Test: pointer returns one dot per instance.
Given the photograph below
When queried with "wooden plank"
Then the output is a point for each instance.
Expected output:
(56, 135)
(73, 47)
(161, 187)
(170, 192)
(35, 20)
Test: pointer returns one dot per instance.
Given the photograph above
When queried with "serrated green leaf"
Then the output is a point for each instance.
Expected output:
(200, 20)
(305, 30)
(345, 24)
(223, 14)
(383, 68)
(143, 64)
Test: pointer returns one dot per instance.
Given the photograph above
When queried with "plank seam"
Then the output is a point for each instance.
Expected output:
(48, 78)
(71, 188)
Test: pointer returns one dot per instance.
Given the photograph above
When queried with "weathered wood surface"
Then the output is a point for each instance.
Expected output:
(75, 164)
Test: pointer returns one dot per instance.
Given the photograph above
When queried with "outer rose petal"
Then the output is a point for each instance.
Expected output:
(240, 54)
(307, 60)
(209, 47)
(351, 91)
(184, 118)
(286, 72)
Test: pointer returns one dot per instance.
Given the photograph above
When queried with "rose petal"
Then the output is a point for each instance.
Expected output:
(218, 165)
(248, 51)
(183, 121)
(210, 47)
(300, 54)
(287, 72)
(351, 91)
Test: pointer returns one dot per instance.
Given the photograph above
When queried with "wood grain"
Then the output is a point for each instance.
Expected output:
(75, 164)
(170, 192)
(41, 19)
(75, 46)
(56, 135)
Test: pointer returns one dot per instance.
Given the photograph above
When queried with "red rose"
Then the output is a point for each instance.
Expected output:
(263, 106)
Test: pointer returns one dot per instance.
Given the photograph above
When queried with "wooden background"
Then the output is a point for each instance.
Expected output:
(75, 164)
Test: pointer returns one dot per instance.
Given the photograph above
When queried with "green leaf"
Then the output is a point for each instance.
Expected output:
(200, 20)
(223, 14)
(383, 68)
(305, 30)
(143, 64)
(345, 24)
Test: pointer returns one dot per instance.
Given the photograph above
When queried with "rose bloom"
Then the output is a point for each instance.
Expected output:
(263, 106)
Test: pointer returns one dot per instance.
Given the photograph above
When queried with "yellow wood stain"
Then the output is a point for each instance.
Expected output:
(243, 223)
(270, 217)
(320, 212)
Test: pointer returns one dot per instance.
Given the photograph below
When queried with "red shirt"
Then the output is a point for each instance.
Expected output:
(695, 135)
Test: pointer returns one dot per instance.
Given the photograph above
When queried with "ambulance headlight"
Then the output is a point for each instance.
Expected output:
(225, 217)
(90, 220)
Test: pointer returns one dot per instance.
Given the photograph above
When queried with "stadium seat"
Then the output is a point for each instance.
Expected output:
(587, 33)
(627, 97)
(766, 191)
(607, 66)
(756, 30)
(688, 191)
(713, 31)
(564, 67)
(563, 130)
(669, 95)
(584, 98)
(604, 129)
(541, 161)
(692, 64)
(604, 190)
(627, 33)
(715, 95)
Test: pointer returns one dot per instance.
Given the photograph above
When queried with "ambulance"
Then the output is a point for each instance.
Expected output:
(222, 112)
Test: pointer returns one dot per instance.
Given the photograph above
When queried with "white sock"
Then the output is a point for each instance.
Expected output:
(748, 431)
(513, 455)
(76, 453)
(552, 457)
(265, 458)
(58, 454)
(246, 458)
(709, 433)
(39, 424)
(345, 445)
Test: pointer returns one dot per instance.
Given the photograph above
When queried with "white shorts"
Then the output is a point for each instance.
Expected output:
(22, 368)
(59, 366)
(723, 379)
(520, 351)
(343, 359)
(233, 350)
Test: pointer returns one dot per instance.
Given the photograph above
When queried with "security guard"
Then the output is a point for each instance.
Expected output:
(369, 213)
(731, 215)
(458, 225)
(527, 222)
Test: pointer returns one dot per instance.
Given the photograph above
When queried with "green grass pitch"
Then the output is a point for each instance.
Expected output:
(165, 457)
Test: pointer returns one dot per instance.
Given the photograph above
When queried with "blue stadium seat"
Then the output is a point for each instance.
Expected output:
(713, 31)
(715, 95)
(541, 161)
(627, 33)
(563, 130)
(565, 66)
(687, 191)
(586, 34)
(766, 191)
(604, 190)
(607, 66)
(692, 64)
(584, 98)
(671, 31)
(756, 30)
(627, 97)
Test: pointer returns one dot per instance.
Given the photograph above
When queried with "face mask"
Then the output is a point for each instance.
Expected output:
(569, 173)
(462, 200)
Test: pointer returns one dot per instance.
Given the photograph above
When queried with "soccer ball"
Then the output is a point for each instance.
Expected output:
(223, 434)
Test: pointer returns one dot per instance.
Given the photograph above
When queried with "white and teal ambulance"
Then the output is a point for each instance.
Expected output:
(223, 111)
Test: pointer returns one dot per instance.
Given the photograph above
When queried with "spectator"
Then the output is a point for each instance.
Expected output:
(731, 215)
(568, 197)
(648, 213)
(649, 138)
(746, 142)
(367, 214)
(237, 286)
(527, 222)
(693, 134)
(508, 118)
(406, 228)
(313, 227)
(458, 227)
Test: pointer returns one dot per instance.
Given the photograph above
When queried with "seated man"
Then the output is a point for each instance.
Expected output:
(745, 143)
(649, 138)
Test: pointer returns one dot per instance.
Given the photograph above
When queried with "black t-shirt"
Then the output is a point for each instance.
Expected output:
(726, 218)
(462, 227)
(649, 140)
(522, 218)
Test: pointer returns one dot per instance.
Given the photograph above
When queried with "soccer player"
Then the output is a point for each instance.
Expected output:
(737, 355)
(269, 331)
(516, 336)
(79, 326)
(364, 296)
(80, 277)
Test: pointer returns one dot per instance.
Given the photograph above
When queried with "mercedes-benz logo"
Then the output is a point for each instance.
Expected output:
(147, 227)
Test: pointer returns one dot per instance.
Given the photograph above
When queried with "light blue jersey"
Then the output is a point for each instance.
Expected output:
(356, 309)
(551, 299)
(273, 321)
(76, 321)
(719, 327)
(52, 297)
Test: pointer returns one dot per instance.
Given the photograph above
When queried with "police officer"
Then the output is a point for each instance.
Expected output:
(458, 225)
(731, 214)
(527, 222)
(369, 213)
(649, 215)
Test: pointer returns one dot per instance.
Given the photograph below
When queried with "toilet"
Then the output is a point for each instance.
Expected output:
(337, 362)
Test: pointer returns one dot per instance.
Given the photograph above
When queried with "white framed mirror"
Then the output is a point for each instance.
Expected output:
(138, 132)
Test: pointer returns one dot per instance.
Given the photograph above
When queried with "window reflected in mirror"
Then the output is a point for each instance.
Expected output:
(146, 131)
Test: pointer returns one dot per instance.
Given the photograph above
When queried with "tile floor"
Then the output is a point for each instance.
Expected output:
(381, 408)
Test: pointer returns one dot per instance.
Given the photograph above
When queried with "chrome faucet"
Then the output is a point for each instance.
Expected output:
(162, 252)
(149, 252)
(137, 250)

----------

• [WHAT THE EXERCISE ASKS] How many lines in the rows above contain the string "wooden"? Case matters; reply with the number only.

• [WRITTEN SOLUTION] 2